Task details: Print out the whole listing below exactly as it is written.

The records:

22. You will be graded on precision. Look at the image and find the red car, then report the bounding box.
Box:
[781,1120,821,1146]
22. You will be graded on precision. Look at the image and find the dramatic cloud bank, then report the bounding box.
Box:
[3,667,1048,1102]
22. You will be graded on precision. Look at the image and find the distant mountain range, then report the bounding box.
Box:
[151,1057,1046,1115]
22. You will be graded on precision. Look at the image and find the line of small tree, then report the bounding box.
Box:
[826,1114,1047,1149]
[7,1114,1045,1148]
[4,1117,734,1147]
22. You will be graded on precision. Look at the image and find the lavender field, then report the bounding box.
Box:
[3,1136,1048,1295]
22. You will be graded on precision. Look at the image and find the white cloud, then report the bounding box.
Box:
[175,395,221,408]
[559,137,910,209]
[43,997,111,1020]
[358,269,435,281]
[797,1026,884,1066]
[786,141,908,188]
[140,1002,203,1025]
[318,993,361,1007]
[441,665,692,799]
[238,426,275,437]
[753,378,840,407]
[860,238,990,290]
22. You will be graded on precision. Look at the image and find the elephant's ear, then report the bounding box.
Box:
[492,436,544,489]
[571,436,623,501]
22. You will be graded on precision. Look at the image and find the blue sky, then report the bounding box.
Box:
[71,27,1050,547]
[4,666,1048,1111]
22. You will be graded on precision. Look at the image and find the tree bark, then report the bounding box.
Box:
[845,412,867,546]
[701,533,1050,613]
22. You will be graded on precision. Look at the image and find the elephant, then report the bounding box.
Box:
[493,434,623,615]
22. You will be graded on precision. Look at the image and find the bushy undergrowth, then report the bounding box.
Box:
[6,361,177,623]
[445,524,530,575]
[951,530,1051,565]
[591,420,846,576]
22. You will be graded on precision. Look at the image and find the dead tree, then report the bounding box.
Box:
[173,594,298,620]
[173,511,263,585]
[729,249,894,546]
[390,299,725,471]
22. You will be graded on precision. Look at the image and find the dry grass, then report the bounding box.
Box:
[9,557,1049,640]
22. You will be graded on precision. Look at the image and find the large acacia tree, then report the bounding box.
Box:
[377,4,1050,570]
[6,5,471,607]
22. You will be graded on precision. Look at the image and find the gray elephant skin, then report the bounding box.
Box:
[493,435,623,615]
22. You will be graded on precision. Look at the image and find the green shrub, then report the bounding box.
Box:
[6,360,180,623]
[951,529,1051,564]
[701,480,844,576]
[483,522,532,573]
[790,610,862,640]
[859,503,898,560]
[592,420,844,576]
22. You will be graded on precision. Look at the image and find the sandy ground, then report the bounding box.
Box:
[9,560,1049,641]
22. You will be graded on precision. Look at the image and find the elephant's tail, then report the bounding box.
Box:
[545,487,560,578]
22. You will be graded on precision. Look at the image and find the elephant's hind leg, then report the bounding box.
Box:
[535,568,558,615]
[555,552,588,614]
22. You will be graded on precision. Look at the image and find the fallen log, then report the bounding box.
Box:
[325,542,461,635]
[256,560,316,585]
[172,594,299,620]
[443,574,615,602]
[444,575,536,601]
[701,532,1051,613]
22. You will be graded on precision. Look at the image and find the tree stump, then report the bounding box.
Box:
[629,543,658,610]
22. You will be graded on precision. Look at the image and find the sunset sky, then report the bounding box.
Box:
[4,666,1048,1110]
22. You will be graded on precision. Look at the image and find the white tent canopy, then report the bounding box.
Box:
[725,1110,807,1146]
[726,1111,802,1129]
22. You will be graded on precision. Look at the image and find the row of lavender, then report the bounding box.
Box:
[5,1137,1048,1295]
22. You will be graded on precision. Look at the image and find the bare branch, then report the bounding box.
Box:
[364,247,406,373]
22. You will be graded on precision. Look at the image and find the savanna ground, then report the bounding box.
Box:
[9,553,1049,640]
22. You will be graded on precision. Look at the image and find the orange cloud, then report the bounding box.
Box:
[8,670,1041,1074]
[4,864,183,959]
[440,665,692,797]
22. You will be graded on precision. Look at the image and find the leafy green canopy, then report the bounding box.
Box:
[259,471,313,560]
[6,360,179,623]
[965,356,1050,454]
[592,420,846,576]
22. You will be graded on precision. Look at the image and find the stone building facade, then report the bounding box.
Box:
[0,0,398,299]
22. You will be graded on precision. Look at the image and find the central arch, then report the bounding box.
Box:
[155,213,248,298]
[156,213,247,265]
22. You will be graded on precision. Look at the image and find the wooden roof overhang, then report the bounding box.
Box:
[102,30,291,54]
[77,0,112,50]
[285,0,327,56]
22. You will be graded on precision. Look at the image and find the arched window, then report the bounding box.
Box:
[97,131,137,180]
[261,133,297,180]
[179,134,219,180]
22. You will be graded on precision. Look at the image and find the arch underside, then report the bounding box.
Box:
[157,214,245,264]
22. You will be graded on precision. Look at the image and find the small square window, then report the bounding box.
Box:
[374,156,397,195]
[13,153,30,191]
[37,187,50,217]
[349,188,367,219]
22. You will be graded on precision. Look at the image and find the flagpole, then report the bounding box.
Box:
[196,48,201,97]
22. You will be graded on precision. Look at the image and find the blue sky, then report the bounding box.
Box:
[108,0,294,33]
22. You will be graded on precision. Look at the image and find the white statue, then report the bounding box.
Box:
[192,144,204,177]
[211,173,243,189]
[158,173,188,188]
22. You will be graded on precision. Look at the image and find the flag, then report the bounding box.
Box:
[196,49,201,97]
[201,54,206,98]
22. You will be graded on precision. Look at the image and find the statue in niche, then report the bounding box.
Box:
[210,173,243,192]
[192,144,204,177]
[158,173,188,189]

Answer:
22. You will be graded on precision. Look at the image and find the red car, then report the bounding box.
Box:
[781,1120,821,1146]
22. You will be graded on precision. Look at the image and find the dramatic cloud bank, then report the bounding box.
Box:
[3,667,1048,1102]
22. You will be graded on precision. Look at the image and find the distant mountain range, then report the bounding box.
Box:
[151,1057,1046,1115]
22. You will be graded on precision. Look at the image and find the line of small tree, then report the bounding box.
Box:
[826,1114,1047,1149]
[7,1114,1045,1148]
[4,1117,734,1147]
22. You will be graded on precision. Look at the image and find the lavender field, then report the bounding box.
Box:
[3,1136,1048,1295]
22. You will be graded on precision. Look at the image and find the white cloud, then report the bounding box.
Box:
[175,395,221,408]
[559,137,910,209]
[43,997,111,1020]
[358,269,435,281]
[797,1026,884,1066]
[786,141,908,188]
[140,1002,203,1025]
[318,993,361,1007]
[441,665,692,799]
[238,426,275,437]
[753,378,840,407]
[860,238,990,290]
22. You will be graded on precision. Look at the image and find the elephant's ear, then report the bounding box.
Box:
[492,436,544,489]
[571,436,623,501]
22. You will be graded on precision. Look at the image and find the blue sky, then report the bounding box.
Box:
[71,27,1050,547]
[4,666,1048,1111]
22. You will be graded on precision. Look at the image and find the tree bark, then report the bounding box.
Box:
[845,412,867,546]
[701,533,1050,613]
22. You will be graded on precision. Look at the image and find the elephant, then report the bounding box.
Box:
[493,434,623,615]
22. You will be graded on precision. Look at the image and find the bushy undergrowth, then report the bounding box.
Box:
[6,361,177,623]
[445,524,530,575]
[951,530,1051,565]
[591,420,846,576]
22. You will be graded on precision. Look at the image and find the dead tree, then report the bounding box.
Box:
[173,594,298,620]
[173,511,263,585]
[729,249,894,546]
[390,299,725,471]
22. You will be graded on precision. Look at the image and find the dry grass, then report the bounding box.
Box:
[9,557,1049,640]
22. You will be graded on precision. Look at the image and find the large acacia tree, then report the bounding box.
Box:
[377,4,1050,570]
[6,5,471,607]
22. You will be graded on precision. Look at the image and find the gray elephant skin, then report the bounding box.
Box:
[493,435,623,615]
22. You will be graded on precision. Look at the image and find the green shrub, then report the bounding box.
Box:
[6,360,180,623]
[951,529,1051,564]
[701,480,844,576]
[483,522,532,573]
[790,610,862,640]
[859,503,898,560]
[592,420,844,576]
22. You will be graded on precision. Look at the image and find the sandy ground, then report the bounding box.
Box:
[9,560,1049,641]
22. You will be graded on precision. Look at the image and find the elephant's tail, then report the bounding box.
Box:
[545,487,560,578]
22. You will be graded on precision. Look at the image and find the elephant's hind leg, then report the bounding box.
Box:
[535,568,558,615]
[555,552,588,614]
22. You will be graded on precision. Look at the image and find the fallen log, then report the bounding box.
Box:
[325,542,461,635]
[256,560,316,585]
[172,594,299,620]
[443,574,615,602]
[444,575,536,601]
[701,532,1051,613]
22. You will be graded on precision. Look at the image and find the tree stump, then report the bounding box.
Box:
[629,543,658,610]
22. You will be graded on precision. Look at the image and find the sunset sky, then report the bounding box.
Box:
[4,666,1048,1110]
22. You will be graded on precision. Look at the image and find the white tent canopy, then report the bounding box.
Box:
[725,1110,807,1146]
[726,1111,802,1129]
22. You will be graded on precision. Look at the image and find the row of lavender, then report the bounding box.
Box:
[5,1137,1048,1295]
22. You will be graded on precision. Look at the image and find the bare branch, then report the bounding box.
Box:
[364,247,406,373]
22. You will be graded on precision. Look at the image and find the savanna ground, then report the bounding box.
Box:
[9,553,1049,640]
22. You will be graded on precision. Look at the image and find the orange cloud, then report the bounding box.
Box:
[8,670,1041,1074]
[4,864,183,959]
[440,665,692,797]
22. You will be graded on precision. Look at the image and find the leafy green canopy, then report the bounding box.
Box:
[259,471,313,560]
[6,360,179,623]
[965,356,1050,454]
[592,420,846,576]
22. You will be graded on precision. Look at the image and find the stone building facade, then report the bounding box.
Box:
[0,0,398,299]
22. You will be graded on precision. Look at the image and find the central arch, then report the bounding box.
Box:
[155,213,248,298]
[156,213,247,265]
22. You will be graded on precision. Look at the image and find the wooden roof overhang, then report the bounding box.
Box:
[102,30,291,54]
[77,0,112,50]
[285,0,327,56]
22. You will be graded on precision. Look at the image and find the arched window, then report the bounding box.
Box:
[97,131,137,180]
[261,133,297,180]
[179,134,219,180]
22. You will be graded on precision. Look at the image and find the arch underside, then report the bounding box.
Box:
[157,214,245,264]
22. You will be graded on precision. Look at the image and find the small square window, then report the bounding box.
Box:
[374,156,397,195]
[13,153,30,191]
[37,187,50,217]
[349,188,367,219]
22. You will be graded on precision. Look at the image and find the flagpole, then report the bounding box.
Box:
[196,48,201,97]
22. You will be graded on precision. Look at the image and find the blue sky, then report the bounding box.
Box:
[108,0,294,33]
22. You will be graded on precision. Look at the image and find the white statue, then report the bounding box.
Box:
[192,144,204,177]
[211,173,243,189]
[158,173,188,188]
22. You will be graded on precision. Look at the image and find the flag, then report the bounding box.
Box:
[196,49,201,97]
[201,54,206,98]
22. You will be graded on precision. Look at the image and find the statue in niche, then report the bounding box.
Box:
[210,173,243,192]
[192,144,204,177]
[158,173,188,189]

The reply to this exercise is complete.